**EXERCISES**
(1) Name every country that the Brexit trade text gives as an example of a nation with a UK continuity deal.
(2) From the Brexit trade text, return the passage from "What trade deals" up to and including "transition period ends.", copied word for word.

**PAGE TEXT**

+++

The big challenge for the UK will be to gain the agreement of all EU members states and this may be the one factor that could frustrate a swift deal.
Unlike the ratification of Article 50, which only required a qualified majority in the council and a majority in the European parliament, a new EU trade deal would be classed as a mixed agreement and would require unanimous decisions in the EU council, a majority in the European parliament, and ratification in all 27 national parliaments, as well as some regional parliaments.
This means that any potential free-trade deal faces 36 legislatures, each with the ability to veto it. It is for this reason that many have quite reasonably suggested that a post-Brexit deal could take up to a decade to achieve.
Even Donald Tusk, the outgoing European council president, reiterated that the negotiation and ratification process could take between five and seven years (a figure that many in Brussels have said is highly optimistic).
What trade deals are already in place post-Brexit?
The UK has effectively remained a member of the EU since the referendum and will continue to do so until the transition period ends in 2020. This means that it has been unable to negotiate new deals because it remains currently subject to EU trade rules.
These limit members’ ability to make independent trade deals outside the bloc. Members of the EU benefit from about 40 free-trade deals, covering more than 70 countries, which ensure tariff-free trade with much of the world. However, the UK will lose the benefit of these agreements in the event of a no-deal Brexit.
For that reason, the UK has worked hard to create continuity deals with around 50 countries that ensure similar arrangements are in place once the transition period ends.
These include deals with nations such as Norway, Switzerland, Israel and South Korea. The deals achieved so far represent just over eight per cent of total UK trade and mean the UK has so far rolled over about three-quarters of the EU’s trade deals.

+++

**RECORDS SHOWN**
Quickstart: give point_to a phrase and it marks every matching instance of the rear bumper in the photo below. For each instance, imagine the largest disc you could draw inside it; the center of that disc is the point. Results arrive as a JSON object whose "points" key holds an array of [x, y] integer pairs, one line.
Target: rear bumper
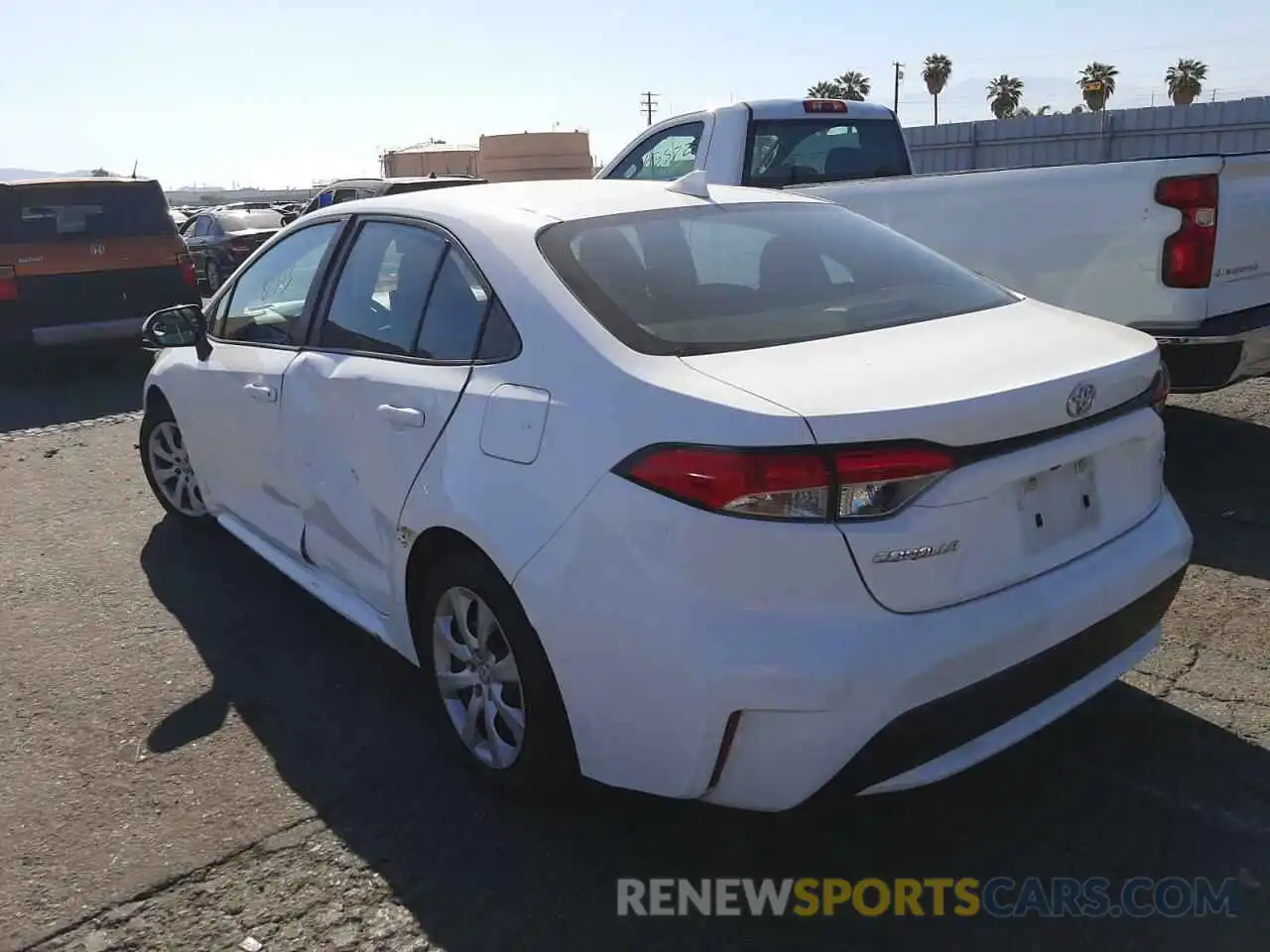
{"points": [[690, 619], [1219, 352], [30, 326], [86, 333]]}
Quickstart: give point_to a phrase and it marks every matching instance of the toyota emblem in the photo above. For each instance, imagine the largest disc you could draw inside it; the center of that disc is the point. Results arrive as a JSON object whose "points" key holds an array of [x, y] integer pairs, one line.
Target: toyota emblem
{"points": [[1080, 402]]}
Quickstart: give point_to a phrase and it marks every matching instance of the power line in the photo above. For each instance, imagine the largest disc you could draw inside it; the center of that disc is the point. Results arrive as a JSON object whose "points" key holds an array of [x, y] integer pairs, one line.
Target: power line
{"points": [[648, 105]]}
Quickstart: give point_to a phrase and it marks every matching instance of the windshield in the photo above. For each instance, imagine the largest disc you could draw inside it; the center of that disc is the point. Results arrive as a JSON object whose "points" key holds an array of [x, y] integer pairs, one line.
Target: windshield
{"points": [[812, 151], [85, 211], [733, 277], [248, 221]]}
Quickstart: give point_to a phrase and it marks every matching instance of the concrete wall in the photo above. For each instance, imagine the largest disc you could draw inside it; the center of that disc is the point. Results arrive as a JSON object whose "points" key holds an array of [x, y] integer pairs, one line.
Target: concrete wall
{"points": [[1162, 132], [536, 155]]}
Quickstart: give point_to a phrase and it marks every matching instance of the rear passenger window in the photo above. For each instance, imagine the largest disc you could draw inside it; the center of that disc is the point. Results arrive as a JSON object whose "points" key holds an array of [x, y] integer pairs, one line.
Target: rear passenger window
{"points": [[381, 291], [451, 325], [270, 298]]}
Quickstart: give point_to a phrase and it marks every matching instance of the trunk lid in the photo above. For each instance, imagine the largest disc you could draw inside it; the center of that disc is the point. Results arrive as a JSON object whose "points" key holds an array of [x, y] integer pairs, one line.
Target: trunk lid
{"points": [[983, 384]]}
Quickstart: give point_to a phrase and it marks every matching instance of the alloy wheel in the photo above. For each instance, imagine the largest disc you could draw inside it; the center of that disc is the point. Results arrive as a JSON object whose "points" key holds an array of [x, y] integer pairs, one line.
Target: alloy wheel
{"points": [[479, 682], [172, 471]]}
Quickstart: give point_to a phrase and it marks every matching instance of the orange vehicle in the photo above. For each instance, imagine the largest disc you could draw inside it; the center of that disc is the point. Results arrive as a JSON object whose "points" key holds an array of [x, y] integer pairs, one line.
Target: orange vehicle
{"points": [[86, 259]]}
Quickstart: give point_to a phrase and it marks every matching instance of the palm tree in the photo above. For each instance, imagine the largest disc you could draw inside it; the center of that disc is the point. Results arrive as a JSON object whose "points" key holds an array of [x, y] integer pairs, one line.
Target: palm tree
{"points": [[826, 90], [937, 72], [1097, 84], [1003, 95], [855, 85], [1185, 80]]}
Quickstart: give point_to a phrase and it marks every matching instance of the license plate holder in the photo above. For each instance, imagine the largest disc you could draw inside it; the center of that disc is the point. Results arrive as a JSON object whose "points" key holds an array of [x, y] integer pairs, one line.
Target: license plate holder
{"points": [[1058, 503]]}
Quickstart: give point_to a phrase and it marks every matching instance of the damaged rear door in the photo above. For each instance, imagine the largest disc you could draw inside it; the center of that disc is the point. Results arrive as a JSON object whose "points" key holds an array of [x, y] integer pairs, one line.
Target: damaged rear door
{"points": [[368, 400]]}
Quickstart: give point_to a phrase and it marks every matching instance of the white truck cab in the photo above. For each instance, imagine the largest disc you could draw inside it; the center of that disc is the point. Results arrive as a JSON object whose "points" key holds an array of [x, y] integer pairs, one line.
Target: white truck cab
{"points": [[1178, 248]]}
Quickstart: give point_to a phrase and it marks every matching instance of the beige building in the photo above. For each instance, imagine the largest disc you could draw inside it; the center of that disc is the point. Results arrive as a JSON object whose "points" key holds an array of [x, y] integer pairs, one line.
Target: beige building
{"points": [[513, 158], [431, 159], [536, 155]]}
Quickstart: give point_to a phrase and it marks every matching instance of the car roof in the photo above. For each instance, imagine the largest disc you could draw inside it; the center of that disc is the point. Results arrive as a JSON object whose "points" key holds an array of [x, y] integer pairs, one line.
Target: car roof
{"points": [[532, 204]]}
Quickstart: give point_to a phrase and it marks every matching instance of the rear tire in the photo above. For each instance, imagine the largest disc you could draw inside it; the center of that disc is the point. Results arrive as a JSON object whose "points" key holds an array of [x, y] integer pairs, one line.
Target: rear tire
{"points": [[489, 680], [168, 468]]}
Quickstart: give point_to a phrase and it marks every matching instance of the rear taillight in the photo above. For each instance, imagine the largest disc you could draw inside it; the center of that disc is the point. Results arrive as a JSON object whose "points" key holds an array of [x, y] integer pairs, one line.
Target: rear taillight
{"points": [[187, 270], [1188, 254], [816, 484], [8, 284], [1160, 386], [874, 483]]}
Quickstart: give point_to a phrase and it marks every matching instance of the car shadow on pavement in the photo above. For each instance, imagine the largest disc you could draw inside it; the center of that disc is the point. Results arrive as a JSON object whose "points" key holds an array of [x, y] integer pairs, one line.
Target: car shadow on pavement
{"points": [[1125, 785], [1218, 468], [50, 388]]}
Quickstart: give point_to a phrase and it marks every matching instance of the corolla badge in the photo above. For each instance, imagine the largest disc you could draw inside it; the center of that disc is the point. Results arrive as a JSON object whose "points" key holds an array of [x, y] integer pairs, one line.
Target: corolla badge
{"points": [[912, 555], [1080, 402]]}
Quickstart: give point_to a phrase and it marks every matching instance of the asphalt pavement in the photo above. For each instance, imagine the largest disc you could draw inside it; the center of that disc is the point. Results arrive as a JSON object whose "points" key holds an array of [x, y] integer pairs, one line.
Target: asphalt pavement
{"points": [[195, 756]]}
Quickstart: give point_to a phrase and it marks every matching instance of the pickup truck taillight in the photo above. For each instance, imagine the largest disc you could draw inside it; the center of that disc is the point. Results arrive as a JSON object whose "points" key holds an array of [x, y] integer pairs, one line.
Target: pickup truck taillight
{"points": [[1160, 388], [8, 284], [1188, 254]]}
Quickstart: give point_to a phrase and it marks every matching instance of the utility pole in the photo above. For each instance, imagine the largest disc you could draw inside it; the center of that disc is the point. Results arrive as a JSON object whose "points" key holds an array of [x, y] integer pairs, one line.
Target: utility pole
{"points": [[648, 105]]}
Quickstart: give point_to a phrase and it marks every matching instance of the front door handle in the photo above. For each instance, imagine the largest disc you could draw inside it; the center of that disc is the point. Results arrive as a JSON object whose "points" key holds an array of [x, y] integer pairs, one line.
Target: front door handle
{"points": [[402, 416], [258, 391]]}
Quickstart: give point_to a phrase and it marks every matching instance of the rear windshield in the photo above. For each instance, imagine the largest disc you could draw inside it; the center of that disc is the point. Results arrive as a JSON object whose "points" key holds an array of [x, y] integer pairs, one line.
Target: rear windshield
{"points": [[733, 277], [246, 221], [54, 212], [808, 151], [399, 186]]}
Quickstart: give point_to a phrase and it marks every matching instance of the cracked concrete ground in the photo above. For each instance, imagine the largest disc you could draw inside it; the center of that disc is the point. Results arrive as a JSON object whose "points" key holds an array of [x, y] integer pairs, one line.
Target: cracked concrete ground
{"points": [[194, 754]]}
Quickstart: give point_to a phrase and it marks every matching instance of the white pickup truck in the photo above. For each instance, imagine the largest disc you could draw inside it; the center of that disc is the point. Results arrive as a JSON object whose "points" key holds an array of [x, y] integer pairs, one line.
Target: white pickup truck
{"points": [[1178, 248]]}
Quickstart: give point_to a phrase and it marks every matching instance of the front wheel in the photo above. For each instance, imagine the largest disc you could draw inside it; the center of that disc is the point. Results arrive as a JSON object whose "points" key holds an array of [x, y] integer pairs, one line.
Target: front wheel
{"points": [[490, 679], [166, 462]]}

+++

**ANSWERS BELOW**
(1) Norway, Switzerland, Israel, South Korea

(2)
What trade deals are already in place post-Brexit?
The UK has effectively remained a member of the EU since the referendum and will continue to do so until the transition period ends in 2020. This means that it has been unable to negotiate new deals because it remains currently subject to EU trade rules.
These limit members’ ability to make independent trade deals outside the bloc. Members of the EU benefit from about 40 free-trade deals, covering more than 70 countries, which ensure tariff-free trade with much of the world. However, the UK will lose the benefit of these agreements in the event of a no-deal Brexit.
For that reason, the UK has worked hard to create continuity deals with around 50 countries that ensure similar arrangements are in place once the transition period ends.